▶ _Zadanie pisemne a_:
Zbierz z zapisów poniżej wszystkie wiersze, w których występuje słowo „rope”, i przepisz je.

ODBIERZ TWÓJ BONUS :: »

Polskie akcenty na rumuńskiej Bukowinie

Autor: Bartłomiej Machowski
Data dodania do serwisu: 2005-09-09
Relacja obejmuje następujące kraje: Rumunia
Średnia ocena: 6.41
Ilość ocen: 430

Oceń relację

       Fakt, że polskie „dzień dobry” można usłyszeć w każdym zakątku świata jest oczywisty i nikogo nie dziwi. Jednak, to zwykłe, rodzime pozdrowienie nabiera większego znaczenia jeśli padnie z ust, nie turysty – ziomka, który dziś jest tu a jutro będzie już na drugim końcu świata, ale z ust spotkanego Polaka, którego historia bytu jest głęboko zakorzeniona w tych terenach. W związku z burzliwymi dziejami naszej ojczyzny, takich miejsc na świecie jest wiele, a może i jeszcze więcej. Jednym z nich okazuje się być Rumuńska Bukowina – kraina położona miedzy Karpatami a Dniestrem – Kraina Łagodności, gdzie polskie korzenie sięgają nawet wieku XV.

       Wędrując w zimowej scenerii po terenach Bukowiny wraz z grupą przyjaciół, spotykamy na swojej drodze Domy Polskie, które oferują swoją gościnność. Wśród gwaru roześmianych dzieciaków, jeżdżących na sankach, słyszymy polskie słowa. W języku polskim redagowana jest jedna z gazet. W niektórych kościołach odprawiana jest Msza Święta po polsku. Tan fakt obecności rodzimego języka niemalże na każdym kroku, nie jest już taki oczywisty i nie pozostaje nam obojętny. Zgłębiając przyczyny pojawienia się naszej kultury na Bukowinie pojawia się nagle osoba, która zechciała nam opowiedzieć o początkach polskości na tej ziemi. Pani Joanna Znamiec, pracując jako nauczycielka języka polskiego, doskonale poznała codzienne życie dzisiejszych mieszkańców, a także historię osiedlenia się Polaków w widłach rzek Bystrzycy i Siretu.

▶ _Podane zapisy_:
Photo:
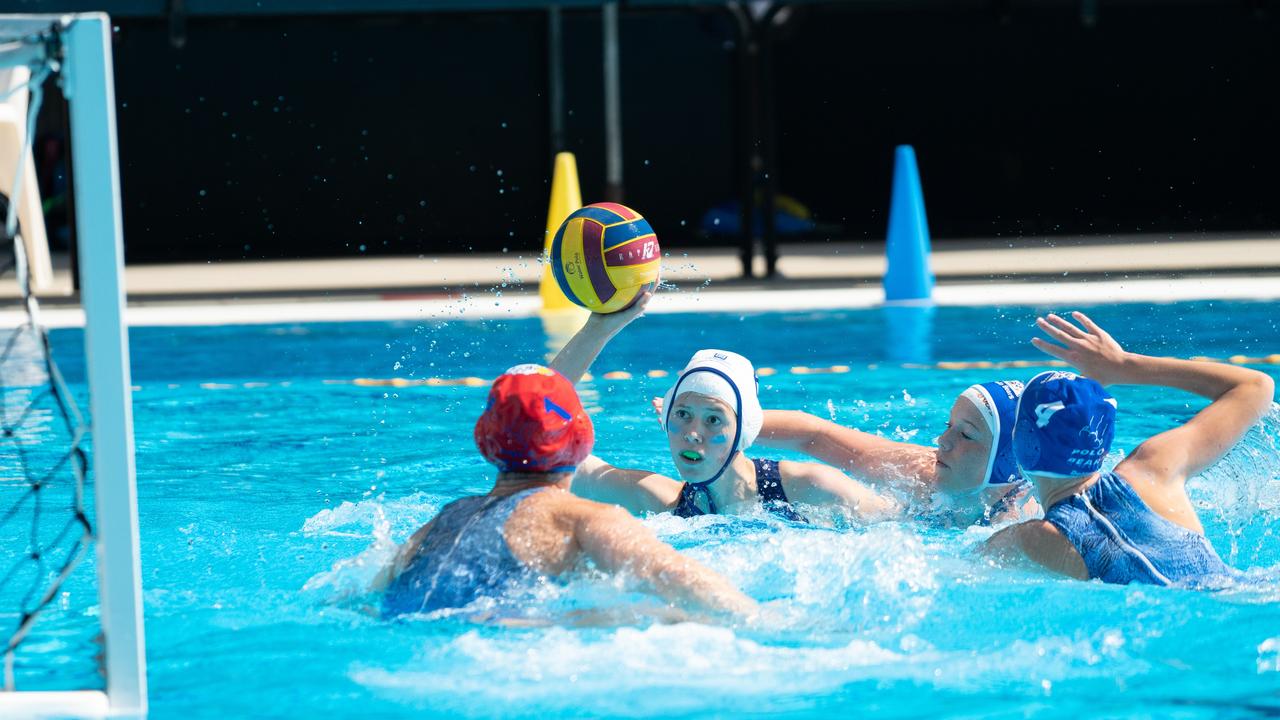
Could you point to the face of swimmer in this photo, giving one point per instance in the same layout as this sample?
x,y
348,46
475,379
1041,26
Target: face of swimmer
x,y
963,450
700,434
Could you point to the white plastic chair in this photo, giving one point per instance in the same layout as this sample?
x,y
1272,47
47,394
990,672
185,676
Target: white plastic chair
x,y
31,213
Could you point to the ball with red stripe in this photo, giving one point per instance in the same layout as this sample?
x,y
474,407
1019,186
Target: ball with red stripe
x,y
604,255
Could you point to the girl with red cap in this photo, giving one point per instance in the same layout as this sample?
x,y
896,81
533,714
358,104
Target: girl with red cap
x,y
485,550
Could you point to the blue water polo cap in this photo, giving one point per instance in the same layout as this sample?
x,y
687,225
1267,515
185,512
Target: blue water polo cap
x,y
1065,424
997,404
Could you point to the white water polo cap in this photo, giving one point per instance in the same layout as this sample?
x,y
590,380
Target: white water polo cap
x,y
730,378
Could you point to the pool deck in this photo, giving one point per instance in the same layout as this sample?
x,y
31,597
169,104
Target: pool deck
x,y
836,274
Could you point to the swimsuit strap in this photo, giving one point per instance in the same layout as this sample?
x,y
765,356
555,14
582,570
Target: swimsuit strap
x,y
688,504
773,496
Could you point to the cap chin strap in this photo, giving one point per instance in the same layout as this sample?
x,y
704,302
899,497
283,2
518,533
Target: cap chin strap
x,y
702,488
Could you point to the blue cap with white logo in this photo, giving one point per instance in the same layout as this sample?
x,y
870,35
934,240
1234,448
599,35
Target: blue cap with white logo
x,y
1065,425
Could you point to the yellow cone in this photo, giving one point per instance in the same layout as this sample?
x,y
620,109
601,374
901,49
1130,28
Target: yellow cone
x,y
566,197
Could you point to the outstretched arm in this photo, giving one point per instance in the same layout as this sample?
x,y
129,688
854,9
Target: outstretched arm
x,y
812,483
864,455
617,542
585,346
639,491
1239,396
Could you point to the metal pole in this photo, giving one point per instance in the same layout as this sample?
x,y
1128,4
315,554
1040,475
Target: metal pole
x,y
91,91
556,71
612,105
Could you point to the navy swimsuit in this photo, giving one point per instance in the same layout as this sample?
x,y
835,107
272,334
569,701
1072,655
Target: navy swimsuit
x,y
1124,541
464,557
768,486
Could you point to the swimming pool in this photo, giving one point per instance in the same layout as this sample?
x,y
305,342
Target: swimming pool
x,y
270,487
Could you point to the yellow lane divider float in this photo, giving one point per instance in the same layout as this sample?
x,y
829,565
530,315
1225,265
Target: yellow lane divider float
x,y
762,372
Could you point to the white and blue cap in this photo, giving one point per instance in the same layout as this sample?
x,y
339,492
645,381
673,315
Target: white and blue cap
x,y
730,378
1065,425
997,404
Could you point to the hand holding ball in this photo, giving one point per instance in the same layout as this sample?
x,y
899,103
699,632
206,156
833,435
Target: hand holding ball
x,y
604,255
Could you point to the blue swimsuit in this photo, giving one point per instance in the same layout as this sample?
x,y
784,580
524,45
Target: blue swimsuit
x,y
1123,541
768,486
464,557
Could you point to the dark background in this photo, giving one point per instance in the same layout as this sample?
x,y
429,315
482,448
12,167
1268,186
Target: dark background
x,y
429,133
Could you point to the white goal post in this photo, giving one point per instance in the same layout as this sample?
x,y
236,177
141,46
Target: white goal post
x,y
86,69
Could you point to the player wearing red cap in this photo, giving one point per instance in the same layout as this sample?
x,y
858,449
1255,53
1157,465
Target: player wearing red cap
x,y
490,550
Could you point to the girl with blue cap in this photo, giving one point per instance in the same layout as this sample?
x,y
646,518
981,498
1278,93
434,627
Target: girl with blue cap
x,y
712,414
1136,523
972,473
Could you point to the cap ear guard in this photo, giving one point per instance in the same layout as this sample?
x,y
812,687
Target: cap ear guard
x,y
734,383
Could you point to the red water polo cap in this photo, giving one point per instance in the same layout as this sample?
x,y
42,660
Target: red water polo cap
x,y
534,423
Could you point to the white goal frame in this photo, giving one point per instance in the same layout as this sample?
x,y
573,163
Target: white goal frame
x,y
90,89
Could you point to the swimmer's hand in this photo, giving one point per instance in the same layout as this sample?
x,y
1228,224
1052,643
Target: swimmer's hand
x,y
585,346
615,322
1088,349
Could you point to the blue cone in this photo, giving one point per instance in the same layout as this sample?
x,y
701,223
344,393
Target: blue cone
x,y
908,277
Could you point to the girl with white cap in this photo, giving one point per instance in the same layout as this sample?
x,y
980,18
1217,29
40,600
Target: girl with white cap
x,y
711,414
972,473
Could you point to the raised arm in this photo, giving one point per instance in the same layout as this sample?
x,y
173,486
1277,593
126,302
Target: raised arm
x,y
863,455
1239,396
617,542
585,346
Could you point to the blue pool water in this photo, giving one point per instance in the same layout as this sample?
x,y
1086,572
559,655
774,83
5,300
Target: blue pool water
x,y
270,490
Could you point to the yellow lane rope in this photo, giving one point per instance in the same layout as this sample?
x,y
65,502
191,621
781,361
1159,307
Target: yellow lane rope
x,y
762,372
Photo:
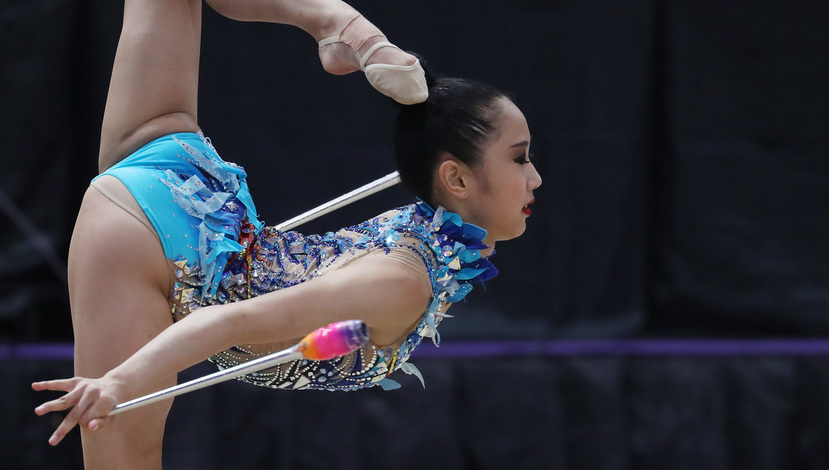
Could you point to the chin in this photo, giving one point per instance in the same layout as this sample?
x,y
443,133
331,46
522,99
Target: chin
x,y
515,234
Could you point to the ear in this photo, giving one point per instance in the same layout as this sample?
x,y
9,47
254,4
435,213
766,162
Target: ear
x,y
453,177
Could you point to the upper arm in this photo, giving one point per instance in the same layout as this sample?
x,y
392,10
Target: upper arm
x,y
388,295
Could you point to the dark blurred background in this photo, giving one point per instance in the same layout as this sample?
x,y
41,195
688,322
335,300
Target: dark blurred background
x,y
667,308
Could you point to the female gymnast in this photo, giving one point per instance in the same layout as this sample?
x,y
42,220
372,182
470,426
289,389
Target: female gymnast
x,y
169,227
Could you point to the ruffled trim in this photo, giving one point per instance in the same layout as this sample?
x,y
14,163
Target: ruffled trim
x,y
223,208
457,247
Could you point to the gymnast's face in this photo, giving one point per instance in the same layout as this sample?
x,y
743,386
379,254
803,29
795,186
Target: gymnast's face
x,y
501,185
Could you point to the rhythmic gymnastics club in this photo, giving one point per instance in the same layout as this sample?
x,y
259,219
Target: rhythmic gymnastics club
x,y
375,186
336,339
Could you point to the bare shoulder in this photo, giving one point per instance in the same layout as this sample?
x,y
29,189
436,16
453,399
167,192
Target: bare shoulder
x,y
401,290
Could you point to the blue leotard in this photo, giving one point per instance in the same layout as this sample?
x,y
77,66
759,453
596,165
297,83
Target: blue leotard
x,y
197,203
202,211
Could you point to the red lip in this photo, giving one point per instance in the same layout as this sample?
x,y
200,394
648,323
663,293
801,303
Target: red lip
x,y
526,209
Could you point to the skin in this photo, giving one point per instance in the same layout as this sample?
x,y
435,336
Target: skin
x,y
496,193
126,344
119,306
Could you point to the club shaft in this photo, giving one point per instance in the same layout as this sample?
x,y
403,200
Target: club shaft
x,y
271,360
375,186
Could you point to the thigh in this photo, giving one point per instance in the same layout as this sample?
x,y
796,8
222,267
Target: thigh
x,y
119,283
154,85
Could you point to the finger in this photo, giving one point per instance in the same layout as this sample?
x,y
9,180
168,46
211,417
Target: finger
x,y
72,419
63,403
60,385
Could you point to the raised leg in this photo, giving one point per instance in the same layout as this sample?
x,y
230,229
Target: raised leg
x,y
154,85
119,281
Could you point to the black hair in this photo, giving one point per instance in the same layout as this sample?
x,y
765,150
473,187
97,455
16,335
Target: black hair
x,y
458,118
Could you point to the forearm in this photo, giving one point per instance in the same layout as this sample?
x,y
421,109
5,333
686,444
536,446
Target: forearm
x,y
185,343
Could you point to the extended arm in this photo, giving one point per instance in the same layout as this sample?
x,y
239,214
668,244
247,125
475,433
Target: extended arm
x,y
385,294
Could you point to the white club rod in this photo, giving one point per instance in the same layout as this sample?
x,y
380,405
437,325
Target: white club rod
x,y
324,343
375,186
281,357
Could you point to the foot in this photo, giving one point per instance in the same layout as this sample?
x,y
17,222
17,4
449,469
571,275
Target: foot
x,y
362,46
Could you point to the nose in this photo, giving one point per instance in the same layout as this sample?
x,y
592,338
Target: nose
x,y
534,181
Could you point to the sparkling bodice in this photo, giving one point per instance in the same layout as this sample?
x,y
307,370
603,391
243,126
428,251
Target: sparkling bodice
x,y
436,242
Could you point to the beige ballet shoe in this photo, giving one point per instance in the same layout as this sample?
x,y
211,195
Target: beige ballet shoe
x,y
405,84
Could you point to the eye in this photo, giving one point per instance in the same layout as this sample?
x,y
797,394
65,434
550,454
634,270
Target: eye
x,y
524,159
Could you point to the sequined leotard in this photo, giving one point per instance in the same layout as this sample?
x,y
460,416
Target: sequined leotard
x,y
237,258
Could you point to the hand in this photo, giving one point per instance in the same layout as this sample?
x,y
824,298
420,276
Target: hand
x,y
90,399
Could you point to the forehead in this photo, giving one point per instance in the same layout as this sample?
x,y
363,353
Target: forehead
x,y
511,126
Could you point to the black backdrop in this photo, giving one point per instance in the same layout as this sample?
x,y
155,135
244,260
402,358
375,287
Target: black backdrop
x,y
683,148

▶ _Zadanie pisemne b_:
Kontynuuj relację o polskich śladach na rumuńskiej Bukowinie, zaczynając od miejsca po jej ostatnim zdaniu.

▶ _Wynik zadania a_:
Could you point to the yellow lane rope in this photo, giving one point per instance in the same layout as this sample?
Target: yellow lane rope

▶ _Wynik zadania b_:
       Początki pojawienia się polskich korzeni na Bukowinie sięgają 1792 roku i są ściśle związane z faktem odkrycia we wsi Kaczyka (Cacica) w roku 1785 złóż soli kamiennej. Wówczas sprowadzono 20 polskich rodzin z okolic Bochni, Kałusza a także z Wieliczki. Kilka lat później, w celu opieki duszpasterskiej przybył ksiądz Jakub Bogdanowicz, który dziesięć lat później rozpoczął budowę drewnianego kościoła rzymsko – katolickiego. W XV i XVI wieku chłopi ze Śląska i Małopolski osiedlali się na Śląsku Cieszyńskim, w okręgu czadeckim, gdzie w ciągu dwóch następnych wieków, powstało kilkanaście polskich wsi. Przeludnienie i pogarszające się warunki materialne spowodowały emigrację - początkowo sezonową, potem stałą. W 1803 roku kilkadziesiąt rodzin osiedliło się na północnej Bukowinie, głównie w okolicach miasta Czerniowce (dzisiejsze tereny Ukrainy). Wioski stawały się jednak coraz bardziej przepełnione, więc wzrosło zainteresowanie południową częścią Bukowiny. W październiku, 1834 roku, trzydzieści rodzin z północnej Bukowiny osiedliło się w górnej części potoku Sołoniec, tworząc wieś Nowy Sołoniec. Ponieważ osadnicy nowej wioski należeli do parafii w Kaczyce, górale czadeccy wystąpili z prośba do rządu austriackiego o przyznanie im pod osadnictwo terenów na zboczach góry Plesza, położonej między dolinami Sołońca i Humoru. Za zgodą władz powstała kolejna wioska – Plesza. W 1842 roku powstała polsko – niemiecka wieś Poiana Mikuli, w której zamieszkało 40 rodzin polskich oraz 40 rodzin Niemców sudeckich. Ostatnią falę migracyjną polskich osadników na Bukowinę stanowili emigranci z okolic Tarnowa i Rzeszowa, którzy w połowie XIX wieku zamieszkiwali wieś Ruda (obecnie Viscani), oraz Bulai (Moara) i Mihoweni koło Suczawy. Grupy te, zostały poniekąd zmuszone do opuszczenia swoich domów w wyniku wystąpienia klęsk żywiołowych.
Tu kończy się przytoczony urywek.